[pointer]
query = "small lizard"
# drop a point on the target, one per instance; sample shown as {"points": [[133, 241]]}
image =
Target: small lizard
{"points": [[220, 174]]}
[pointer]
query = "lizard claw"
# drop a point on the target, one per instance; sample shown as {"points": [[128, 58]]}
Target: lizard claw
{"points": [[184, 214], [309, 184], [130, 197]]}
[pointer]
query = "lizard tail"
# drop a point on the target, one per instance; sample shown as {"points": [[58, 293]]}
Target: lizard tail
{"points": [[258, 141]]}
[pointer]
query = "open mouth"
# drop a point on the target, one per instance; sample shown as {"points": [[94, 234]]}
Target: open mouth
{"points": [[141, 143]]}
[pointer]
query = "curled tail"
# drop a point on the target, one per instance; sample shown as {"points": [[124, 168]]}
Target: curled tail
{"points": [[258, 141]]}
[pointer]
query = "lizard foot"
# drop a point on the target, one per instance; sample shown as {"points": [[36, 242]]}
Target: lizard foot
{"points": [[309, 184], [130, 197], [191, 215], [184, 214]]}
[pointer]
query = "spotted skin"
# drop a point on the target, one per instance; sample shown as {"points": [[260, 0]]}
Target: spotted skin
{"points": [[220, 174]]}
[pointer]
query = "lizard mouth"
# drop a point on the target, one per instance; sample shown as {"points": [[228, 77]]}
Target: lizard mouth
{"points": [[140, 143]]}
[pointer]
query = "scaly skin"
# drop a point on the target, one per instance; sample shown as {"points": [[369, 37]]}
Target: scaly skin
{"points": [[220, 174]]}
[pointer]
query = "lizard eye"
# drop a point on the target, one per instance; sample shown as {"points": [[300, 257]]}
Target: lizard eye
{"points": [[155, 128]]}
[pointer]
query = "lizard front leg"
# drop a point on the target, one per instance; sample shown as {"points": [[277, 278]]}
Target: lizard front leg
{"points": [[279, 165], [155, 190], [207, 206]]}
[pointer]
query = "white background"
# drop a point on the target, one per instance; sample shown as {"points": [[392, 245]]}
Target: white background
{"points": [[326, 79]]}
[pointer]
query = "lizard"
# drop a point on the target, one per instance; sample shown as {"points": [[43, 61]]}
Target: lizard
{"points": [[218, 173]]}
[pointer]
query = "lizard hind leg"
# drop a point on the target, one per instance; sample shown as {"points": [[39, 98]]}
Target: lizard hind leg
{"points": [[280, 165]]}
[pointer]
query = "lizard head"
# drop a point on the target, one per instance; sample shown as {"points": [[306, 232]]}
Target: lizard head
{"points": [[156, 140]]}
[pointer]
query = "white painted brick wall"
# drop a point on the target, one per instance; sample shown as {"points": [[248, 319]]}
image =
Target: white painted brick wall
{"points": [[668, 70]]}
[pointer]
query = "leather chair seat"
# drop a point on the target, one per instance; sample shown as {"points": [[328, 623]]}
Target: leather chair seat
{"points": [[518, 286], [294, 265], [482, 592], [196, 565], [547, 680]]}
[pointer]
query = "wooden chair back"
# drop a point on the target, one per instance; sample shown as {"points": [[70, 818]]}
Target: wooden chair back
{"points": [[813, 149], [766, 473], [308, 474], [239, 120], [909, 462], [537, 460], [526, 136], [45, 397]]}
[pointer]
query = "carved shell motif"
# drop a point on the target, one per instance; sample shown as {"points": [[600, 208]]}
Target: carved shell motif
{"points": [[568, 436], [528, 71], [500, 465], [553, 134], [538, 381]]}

·····

Collect every line from the rows above that contains the string "tail" and copy each one in full. Case matters when matching.

* Problem solution:
query = "lizard tail"
Target: lizard tail
query = "curled tail"
Target: curled tail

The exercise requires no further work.